***** STORED DATA *****
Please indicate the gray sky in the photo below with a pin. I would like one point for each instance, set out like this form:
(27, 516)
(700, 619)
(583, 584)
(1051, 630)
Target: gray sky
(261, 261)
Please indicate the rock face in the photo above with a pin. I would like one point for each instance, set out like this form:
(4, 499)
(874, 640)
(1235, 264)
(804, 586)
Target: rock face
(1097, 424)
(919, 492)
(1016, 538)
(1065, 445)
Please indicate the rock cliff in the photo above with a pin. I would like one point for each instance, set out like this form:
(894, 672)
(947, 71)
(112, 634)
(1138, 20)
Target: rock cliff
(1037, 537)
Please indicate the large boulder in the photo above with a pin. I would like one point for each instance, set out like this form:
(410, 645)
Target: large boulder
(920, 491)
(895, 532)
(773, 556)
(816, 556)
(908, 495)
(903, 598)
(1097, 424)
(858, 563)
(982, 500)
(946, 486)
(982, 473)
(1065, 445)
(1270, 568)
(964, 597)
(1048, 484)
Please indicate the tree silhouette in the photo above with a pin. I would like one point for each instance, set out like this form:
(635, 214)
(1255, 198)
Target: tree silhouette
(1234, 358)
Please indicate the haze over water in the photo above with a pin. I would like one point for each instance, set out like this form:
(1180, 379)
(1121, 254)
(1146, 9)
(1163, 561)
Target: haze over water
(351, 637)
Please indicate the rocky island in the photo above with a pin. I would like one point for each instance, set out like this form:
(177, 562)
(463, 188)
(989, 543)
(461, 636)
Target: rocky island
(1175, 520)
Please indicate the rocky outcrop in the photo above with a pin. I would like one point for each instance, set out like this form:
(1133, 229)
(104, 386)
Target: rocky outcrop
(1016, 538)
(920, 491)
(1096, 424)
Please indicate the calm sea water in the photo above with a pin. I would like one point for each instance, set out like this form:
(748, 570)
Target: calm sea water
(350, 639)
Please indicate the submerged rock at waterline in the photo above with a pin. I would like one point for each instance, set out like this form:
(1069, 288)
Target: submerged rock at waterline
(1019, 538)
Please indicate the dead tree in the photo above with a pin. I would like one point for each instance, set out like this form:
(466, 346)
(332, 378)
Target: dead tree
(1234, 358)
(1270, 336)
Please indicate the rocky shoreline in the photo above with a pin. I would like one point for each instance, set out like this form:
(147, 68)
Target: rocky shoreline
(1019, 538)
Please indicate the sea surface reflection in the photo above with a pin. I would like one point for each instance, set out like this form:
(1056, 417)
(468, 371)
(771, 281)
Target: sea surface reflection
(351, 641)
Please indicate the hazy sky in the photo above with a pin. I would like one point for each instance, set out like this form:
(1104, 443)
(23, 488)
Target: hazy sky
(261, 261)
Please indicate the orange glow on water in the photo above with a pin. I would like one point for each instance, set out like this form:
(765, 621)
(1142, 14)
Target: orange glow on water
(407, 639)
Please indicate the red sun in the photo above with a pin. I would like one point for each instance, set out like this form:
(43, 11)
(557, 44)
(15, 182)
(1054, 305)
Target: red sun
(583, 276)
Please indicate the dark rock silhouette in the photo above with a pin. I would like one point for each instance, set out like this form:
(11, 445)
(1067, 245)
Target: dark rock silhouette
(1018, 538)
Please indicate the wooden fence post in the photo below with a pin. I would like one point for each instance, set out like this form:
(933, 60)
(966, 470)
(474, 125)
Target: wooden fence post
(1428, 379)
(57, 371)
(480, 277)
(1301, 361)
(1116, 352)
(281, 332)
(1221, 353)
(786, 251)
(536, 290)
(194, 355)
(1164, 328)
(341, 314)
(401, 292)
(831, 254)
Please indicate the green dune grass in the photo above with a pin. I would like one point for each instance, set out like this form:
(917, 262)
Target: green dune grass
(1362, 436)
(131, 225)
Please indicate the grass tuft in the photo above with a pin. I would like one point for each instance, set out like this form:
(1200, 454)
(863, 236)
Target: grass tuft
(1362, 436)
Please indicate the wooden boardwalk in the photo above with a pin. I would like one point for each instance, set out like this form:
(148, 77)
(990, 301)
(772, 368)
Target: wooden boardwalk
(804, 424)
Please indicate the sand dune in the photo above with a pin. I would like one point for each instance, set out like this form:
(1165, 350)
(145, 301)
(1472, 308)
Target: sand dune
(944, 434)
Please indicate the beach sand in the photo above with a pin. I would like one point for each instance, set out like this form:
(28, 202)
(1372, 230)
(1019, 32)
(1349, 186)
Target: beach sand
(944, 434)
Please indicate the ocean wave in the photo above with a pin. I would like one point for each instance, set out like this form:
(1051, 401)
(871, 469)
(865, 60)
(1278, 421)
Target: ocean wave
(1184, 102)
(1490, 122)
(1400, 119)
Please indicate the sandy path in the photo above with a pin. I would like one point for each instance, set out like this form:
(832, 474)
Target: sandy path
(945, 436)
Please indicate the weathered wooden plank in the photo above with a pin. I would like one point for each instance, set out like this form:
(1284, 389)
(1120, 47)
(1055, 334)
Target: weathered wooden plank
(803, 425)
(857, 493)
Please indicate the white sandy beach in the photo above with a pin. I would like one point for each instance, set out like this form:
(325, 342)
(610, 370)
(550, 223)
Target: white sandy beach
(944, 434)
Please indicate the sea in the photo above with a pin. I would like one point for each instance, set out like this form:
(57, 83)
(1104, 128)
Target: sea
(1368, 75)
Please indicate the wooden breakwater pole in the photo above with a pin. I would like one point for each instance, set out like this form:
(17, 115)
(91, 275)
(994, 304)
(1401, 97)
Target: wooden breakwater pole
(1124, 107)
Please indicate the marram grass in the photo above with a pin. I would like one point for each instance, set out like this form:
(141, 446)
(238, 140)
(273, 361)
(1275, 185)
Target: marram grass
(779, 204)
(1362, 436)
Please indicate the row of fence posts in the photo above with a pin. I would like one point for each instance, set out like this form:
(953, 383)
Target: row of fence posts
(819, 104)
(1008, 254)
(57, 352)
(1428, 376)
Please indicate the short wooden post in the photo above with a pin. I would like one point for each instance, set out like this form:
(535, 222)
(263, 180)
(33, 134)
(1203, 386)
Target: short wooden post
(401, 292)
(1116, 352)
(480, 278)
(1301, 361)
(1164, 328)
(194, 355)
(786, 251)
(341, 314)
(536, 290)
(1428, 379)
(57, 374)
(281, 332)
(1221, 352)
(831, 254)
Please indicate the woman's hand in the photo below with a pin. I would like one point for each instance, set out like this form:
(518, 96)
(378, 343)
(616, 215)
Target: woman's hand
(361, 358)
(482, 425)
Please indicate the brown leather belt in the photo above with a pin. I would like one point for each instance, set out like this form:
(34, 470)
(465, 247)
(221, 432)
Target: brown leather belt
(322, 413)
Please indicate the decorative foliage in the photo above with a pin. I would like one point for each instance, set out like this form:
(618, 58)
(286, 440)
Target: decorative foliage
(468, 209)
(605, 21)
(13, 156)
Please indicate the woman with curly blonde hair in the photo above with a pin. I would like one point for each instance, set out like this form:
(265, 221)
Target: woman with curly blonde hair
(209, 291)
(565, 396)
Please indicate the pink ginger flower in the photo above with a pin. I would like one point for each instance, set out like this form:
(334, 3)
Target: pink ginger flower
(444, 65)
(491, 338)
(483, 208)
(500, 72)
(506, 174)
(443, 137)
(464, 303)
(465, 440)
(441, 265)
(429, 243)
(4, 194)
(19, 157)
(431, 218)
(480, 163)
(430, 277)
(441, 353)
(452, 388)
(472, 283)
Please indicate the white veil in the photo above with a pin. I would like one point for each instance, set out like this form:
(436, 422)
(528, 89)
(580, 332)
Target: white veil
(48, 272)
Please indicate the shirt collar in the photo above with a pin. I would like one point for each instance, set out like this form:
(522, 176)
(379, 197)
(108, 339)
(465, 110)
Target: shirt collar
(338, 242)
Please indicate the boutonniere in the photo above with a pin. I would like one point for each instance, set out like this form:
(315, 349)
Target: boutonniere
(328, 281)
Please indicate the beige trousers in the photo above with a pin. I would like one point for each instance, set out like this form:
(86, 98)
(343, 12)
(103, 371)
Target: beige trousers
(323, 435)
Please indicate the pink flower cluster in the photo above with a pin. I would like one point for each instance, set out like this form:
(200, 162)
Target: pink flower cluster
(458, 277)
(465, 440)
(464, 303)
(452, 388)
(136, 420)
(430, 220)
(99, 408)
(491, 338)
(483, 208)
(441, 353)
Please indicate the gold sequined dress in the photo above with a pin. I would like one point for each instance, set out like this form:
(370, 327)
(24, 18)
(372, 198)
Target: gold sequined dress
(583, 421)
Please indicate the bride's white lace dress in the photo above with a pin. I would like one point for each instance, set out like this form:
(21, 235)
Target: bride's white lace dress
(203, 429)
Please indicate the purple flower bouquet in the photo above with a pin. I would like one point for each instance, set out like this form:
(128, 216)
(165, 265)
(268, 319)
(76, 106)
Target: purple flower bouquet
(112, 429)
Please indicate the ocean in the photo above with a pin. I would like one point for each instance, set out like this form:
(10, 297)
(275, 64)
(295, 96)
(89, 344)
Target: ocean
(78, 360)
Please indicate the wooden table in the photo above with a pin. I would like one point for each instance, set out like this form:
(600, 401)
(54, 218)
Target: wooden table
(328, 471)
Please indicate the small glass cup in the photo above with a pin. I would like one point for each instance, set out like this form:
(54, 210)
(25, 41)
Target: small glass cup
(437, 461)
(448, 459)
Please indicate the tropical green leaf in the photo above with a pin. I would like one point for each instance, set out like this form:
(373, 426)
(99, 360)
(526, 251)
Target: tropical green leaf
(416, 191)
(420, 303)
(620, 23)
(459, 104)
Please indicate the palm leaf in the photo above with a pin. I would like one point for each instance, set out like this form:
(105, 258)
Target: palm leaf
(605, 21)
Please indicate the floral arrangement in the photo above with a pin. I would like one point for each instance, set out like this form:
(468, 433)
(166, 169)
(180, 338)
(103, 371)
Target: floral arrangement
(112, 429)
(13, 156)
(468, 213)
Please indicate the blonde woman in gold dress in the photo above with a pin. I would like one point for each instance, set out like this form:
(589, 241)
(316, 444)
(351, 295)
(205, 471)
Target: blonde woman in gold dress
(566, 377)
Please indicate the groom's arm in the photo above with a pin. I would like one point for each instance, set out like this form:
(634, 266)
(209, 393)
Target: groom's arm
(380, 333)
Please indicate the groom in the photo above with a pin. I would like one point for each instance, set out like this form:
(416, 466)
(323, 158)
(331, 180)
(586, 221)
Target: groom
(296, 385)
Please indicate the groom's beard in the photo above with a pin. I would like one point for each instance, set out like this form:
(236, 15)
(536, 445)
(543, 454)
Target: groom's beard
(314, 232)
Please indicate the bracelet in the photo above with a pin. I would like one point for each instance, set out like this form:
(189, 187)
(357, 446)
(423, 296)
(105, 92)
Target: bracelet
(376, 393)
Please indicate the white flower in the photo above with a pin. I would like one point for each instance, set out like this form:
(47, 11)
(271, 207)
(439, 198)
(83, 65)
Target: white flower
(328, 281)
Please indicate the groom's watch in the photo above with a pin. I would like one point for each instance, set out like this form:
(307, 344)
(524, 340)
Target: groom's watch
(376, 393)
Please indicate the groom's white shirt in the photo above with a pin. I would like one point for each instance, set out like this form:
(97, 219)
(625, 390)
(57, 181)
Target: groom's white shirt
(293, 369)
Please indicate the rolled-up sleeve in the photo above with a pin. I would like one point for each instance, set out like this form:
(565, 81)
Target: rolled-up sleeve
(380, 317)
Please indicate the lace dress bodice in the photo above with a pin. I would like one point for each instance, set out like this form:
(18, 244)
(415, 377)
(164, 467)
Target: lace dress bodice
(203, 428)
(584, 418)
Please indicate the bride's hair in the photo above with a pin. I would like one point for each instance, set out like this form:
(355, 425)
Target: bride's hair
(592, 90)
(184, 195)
*****
TASK GOAL => With the line containing "Please indicate the groom's beard" as the first and the last line of the records as the final one, print exactly the lines in that span.

RESPONSE TO THIS EXERCISE =>
Please indicate the groom's beard in the photo above with a pin. I would like one point for each instance, set out like this form:
(236, 15)
(536, 445)
(543, 454)
Target: groom's beard
(314, 232)
Please indicate the bracelet in the photo above with a pin. I would like one point for each instance, set out like this form:
(189, 187)
(357, 446)
(423, 296)
(105, 92)
Target: bracelet
(376, 393)
Please indicate the white flower in the photo above with a pin. I would like one point for each instance, set out like this form:
(47, 11)
(271, 207)
(439, 198)
(83, 65)
Target: white flower
(328, 281)
Please indicate the groom's watch in the photo above with a pin. I would like one point for each instance, set out like this form:
(307, 344)
(524, 340)
Target: groom's watch
(376, 393)
Please indicate the groom's white shirt in the photo above with a pin. I would like one point for each instance, set out like this form:
(97, 219)
(625, 390)
(57, 181)
Target: groom's white shirt
(293, 369)
Please indicate the rolled-up sleeve in the photo above with a pin. I would like one point for each instance, set out like this form:
(565, 81)
Target: rolled-up sleeve
(380, 317)
Please indicate the lace dress bodice in the photo above with a pin. I would like one point for each instance, set out like this form:
(18, 244)
(415, 377)
(164, 467)
Target: lace dress bodice
(203, 428)
(584, 418)
Please indicate the bride's hair in the photo above with a pin. I would like one point for each instance, set out like this form:
(355, 425)
Target: bride's hair
(592, 90)
(184, 195)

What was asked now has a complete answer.